任務說明:
A - 請在這篇學習筆記中，從「當資料結構簡單、只想針對單一題目做統計時，使用寬表就已足夠，不需特別轉換格式。」到「每一列只包含一個觀測值（回覆），其餘欄位則標示這筆資料來自哪一個變數（題目）。」的段落重新寫出，並將其中的「觀測值」替換成「觀察值」。
B - 根據這篇學習筆記，「Select the title most similar to your current role.」這個問題在 2022 年的問卷中對應哪一個欄位？
C - 這篇學習筆記為什麼要把資料轉換成長表格？請用一到三句話說明。

文章內容:
---

學習筆記

環境設定（Environment Setup）

  建立新環境
  (base) conda create -n data_scientists_toolbox python=3.12 

  檢查環境
  (base) conda env list 

  進入新建立環境
  (base) conda activate data_scientists_toolbox

  安裝模組
  (minard_clone) conda install pandas
  (minard_clone) conda install matplotlib

數據準備（Data Preparation）

數據來源（Data Sources）

來自 kaggle.com 的競賽

數據結構（Data Structure）

原始資料是以 寬資料表 的形式儲存，每個問題佔一欄。為了方便後續分析，我將資料轉換為 長表格形式，將每筆資料拆解為 「問題」 與 「回覆」 兩個資料表，並移除 空值（Null）。接著，為了觀察資料在三年間的變化，我們需要先找出三年間的 共通問題，才能進行後續比較分析。

原始資料 ( 寬表格 )
問題 ( 長表格 )
- questions
  - question_index
  - question_type
  - question_description
  - surveyed_in
回覆 ( 長表格 )
- responses
  - respondent_id
  - question_index
  - response
  - response_in

寬表格 & 長表格介紹：

當資料結構簡單、只想針對單一題目做統計時，使用寬表就已足夠，不需特別轉換格式。

寬表格（Wide Format）
每一列有多個觀測值（即多個題目的回覆），每一欄代表不同的變數（題目）。
適合觀察個體，資料較直觀、方便人工閱讀。

長表格（Long Format）
每一列只包含一個觀測值（回覆），其餘欄位則標示這筆資料來自哪一個變數（題目）。
適合程式設計、SQL查詢、合併多表資料、進行類別比較或視覺化分析。

為什麼要轉長表？

由於三年問卷的欄位命名（如 Q5 與 Q23）略有不同，若採用寬表格查詢會造成程式碼冗長、不易維護。

轉換為 長表格 的優點：
1. 查詢更簡潔
2. 便於合併多年份資料
3. 程式碼更具可讀性與擴充性

以這個問題為例：

Select the title most similar to your current role.

2020: Q5

2021: Q5

2022: Q23

無論是否轉為 長表格 都可以完成分析，但若使用 長表格 ，只需要一半的程式碼即可達成同樣效果。

寬表格查詢範例：

select 2020 as surveyed_in,
       Q5 as response,
       count(Q5) as response_count
from kaggle_survey_2020
where Q5 is not NULL and LENGTH(Q5)>1
group by Q5 
having response_count > 1
UNION 
select 2021 as surveyed_in,
       Q5 as response,
       count(Q5) as response_count
from kaggle_survey_2021
where Q5 is not NULL
group by Q5 
having response_count > 1
UNION 
select 2022 as surveyed_in,
       Q23 as response,
       count(Q23) as response_count
from kaggle_survey_2022
where Q23 is not NULL
group by Q23
having response_count > 1
order by surveyed_in,response_count desc;

每年欄位都不盡相同（如 Q5 與 Q23），每年欄位都不同，需手動修改欄位與表名，導致維護困難且無法自動化。

長表格查詢範例：

select surveyed_in ,
       response ,
       response_count 
from aggregated_responses
where (surveyed_in < 2022 and question_index = 'Q5') 
   or (surveyed_in = 2022 and question_index = 'Q23')
order by surveyed_in ,
      response_count desc;

優點一目了然：

只需改 WHERE 條件，就能篩選不同題目。

可將查詢寫成函式，自動化處理多題目。

更方便串接視覺化工具、或應用於批次繪圖腳本中。

---

已儲存的資料項目:
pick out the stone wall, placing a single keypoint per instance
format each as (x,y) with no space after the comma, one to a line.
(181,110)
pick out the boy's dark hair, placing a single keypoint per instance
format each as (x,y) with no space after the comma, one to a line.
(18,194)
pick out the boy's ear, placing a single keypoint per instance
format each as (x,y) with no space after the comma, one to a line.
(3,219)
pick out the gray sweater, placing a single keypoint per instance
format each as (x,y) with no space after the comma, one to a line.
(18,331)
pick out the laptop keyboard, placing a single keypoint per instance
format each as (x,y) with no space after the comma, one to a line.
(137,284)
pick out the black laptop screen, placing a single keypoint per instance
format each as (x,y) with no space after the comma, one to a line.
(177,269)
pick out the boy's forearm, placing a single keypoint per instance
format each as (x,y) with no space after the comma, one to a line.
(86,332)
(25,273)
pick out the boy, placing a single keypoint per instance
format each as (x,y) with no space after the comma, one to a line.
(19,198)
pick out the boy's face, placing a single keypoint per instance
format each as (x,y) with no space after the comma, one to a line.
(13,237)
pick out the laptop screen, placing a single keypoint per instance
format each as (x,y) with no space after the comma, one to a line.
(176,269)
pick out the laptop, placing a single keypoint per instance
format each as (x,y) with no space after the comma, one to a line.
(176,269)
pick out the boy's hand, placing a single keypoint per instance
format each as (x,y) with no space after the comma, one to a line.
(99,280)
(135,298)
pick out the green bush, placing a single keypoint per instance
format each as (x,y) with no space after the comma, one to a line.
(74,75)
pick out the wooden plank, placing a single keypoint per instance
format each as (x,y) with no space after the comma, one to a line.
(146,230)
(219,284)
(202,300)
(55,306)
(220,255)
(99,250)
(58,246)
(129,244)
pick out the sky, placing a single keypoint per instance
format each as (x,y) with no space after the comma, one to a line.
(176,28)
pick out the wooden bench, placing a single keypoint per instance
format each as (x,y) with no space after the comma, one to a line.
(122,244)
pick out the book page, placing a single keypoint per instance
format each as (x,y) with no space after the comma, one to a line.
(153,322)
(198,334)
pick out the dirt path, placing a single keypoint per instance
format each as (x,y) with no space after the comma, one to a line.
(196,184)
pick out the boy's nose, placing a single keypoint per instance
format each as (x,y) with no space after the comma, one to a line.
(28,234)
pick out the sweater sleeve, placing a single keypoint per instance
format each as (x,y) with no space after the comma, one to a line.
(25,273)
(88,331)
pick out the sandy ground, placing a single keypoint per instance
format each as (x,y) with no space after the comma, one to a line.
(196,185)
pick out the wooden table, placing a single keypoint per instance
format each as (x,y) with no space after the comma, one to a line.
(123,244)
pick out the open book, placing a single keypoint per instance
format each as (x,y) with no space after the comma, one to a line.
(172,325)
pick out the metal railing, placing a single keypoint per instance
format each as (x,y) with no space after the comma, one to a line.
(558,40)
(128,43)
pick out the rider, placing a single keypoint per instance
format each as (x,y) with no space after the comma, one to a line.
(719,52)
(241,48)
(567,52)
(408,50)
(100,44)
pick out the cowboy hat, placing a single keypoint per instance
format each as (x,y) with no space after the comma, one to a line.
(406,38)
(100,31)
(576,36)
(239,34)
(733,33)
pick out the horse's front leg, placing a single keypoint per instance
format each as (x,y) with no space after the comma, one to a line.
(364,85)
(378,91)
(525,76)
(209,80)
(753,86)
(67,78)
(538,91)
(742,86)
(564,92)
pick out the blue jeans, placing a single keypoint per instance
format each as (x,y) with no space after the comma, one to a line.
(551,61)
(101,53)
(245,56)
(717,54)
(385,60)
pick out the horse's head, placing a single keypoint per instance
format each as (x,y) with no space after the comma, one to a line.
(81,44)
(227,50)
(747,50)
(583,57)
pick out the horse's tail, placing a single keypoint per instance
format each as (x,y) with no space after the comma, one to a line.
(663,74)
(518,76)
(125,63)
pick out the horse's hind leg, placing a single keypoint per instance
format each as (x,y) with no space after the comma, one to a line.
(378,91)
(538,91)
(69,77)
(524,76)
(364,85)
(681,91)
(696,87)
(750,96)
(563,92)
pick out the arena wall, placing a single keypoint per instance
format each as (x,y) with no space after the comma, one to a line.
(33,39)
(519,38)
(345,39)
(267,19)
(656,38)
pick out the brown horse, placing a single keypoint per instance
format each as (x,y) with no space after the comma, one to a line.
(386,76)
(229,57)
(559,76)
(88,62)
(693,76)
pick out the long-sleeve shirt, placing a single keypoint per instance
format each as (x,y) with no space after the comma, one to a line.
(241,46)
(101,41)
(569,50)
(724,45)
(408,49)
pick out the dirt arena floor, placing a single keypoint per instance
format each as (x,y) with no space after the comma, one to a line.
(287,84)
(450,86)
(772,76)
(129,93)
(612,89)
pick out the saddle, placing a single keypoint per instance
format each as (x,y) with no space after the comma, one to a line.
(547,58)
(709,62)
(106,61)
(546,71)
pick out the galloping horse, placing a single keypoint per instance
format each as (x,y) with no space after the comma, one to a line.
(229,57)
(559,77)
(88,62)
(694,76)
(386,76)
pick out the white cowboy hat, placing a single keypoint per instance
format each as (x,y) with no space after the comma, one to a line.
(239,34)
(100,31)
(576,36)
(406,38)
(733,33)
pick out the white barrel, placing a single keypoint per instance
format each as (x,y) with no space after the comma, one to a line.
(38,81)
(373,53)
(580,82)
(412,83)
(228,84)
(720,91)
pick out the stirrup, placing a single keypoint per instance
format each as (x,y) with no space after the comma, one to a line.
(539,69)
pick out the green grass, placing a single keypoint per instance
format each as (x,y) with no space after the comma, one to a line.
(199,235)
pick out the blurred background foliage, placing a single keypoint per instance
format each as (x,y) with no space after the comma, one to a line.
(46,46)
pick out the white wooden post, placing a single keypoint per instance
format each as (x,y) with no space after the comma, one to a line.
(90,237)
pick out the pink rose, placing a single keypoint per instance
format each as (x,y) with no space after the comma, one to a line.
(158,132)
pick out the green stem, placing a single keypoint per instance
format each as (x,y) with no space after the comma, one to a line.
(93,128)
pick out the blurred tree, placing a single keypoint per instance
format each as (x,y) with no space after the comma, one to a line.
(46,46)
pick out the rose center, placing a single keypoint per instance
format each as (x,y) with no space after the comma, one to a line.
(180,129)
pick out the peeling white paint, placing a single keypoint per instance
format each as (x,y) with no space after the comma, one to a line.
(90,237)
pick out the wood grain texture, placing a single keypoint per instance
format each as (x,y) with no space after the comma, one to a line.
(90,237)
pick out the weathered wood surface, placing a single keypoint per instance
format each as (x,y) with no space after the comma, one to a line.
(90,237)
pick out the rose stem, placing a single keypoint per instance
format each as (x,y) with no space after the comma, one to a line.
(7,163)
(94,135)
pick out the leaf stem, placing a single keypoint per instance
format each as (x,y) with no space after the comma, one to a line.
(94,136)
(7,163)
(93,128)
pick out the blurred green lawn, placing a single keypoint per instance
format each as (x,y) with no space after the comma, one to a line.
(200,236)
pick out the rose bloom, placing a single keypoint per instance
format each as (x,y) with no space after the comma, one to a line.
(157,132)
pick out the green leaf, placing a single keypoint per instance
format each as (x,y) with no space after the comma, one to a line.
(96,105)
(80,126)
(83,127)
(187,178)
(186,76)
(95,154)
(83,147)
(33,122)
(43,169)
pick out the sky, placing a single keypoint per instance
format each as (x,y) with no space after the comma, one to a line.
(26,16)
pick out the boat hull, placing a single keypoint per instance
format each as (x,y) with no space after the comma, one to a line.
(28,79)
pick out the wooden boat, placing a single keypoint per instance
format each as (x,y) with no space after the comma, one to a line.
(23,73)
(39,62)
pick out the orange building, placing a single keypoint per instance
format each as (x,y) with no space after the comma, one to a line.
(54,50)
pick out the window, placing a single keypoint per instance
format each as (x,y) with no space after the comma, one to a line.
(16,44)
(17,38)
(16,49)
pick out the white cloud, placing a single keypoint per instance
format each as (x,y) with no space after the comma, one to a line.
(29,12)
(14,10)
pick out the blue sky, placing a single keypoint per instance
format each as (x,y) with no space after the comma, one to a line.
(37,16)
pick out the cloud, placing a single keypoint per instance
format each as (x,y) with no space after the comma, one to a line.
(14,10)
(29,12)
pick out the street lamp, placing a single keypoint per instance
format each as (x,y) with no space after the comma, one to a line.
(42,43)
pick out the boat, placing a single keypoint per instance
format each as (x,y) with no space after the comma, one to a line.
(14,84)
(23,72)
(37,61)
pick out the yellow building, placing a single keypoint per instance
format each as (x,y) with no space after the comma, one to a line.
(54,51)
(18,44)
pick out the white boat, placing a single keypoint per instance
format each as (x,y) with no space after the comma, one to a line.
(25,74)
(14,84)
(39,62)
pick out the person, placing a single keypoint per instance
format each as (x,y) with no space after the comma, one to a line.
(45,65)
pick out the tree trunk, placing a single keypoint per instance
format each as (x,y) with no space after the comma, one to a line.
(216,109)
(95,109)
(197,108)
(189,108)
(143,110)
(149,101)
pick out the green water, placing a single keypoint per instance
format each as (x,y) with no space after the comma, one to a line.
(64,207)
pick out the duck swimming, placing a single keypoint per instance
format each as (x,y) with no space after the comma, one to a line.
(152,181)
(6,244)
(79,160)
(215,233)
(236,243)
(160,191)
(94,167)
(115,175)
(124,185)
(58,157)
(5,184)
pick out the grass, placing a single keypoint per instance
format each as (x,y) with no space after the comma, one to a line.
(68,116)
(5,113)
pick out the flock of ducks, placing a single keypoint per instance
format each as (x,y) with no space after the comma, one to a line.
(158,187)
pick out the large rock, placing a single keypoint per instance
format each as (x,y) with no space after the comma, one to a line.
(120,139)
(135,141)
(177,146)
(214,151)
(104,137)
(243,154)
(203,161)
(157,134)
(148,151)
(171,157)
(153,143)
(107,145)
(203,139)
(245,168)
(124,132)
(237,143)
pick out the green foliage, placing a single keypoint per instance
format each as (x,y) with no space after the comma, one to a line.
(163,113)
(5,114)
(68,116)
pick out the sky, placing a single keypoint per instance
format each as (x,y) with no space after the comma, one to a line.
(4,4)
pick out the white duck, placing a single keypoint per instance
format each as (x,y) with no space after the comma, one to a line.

---

任務結果:
A -
當資料結構簡單、只想針對單一題目做統計時，使用寬表就已足夠，不需特別轉換格式。

寬表格（Wide Format）
每一列有多個觀察值（即多個題目的回覆），每一欄代表不同的變數（題目）。
適合觀察個體，資料較直觀、方便人工閱讀。

長表格（Long Format）
每一列只包含一個觀察值（回覆），其餘欄位則標示這筆資料來自哪一個變數（題目）。

B - Q23。

C - 三年問卷的欄位命名略有不同，例如同一題在不同年份分別是 Q5 與 Q23。若用寬表格查詢，程式碼會冗長且不易維護，每年還得手動修改欄位與表名。